BEGIN SOURCE RECORDS

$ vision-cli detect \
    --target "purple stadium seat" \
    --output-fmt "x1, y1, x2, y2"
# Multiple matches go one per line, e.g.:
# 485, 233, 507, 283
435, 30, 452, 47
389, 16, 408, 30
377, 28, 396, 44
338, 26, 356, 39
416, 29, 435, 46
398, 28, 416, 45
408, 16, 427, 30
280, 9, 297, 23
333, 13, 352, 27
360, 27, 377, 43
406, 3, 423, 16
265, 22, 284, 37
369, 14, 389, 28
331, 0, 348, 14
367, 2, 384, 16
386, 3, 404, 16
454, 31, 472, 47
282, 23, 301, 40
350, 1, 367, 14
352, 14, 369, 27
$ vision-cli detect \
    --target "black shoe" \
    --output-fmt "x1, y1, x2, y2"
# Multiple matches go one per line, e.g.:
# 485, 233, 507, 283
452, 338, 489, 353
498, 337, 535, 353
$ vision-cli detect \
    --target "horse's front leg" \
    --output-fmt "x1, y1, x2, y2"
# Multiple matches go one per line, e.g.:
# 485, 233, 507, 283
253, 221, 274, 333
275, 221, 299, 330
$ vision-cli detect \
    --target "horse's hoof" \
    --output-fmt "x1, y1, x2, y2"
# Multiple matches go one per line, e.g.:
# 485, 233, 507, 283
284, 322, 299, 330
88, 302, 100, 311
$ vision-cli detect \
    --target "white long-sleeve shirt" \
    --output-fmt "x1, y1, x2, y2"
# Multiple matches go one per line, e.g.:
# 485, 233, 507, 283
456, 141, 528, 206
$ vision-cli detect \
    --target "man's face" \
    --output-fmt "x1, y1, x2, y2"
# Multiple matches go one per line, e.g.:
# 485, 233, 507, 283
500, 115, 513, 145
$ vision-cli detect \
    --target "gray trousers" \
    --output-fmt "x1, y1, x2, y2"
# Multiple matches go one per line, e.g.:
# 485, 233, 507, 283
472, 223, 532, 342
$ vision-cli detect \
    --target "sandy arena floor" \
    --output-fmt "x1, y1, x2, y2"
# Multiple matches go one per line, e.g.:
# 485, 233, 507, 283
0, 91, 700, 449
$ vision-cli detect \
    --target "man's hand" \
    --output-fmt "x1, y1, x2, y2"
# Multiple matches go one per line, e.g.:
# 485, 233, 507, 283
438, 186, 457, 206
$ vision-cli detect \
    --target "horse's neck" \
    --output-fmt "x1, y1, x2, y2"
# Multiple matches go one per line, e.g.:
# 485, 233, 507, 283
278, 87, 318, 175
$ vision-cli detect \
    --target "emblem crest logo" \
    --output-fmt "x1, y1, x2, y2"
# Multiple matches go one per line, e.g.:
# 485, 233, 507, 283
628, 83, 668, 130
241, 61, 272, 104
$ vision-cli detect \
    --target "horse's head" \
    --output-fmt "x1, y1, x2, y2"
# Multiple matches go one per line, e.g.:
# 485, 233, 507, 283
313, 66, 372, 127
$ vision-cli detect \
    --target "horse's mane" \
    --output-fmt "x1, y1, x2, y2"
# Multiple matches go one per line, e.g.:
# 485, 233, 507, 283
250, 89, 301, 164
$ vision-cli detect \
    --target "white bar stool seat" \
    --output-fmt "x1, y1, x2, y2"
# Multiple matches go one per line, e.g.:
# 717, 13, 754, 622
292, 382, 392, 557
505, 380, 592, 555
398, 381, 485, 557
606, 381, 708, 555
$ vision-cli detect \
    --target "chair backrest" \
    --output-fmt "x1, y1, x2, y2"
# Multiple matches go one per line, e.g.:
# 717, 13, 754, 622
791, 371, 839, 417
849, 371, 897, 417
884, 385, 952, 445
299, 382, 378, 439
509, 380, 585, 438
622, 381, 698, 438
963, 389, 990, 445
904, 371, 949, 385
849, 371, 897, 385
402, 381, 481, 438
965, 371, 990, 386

END SOURCE RECORDS

Please count the lines in the material above that contain the string "white" and reply with only that number.

■ **RESPONSE**
2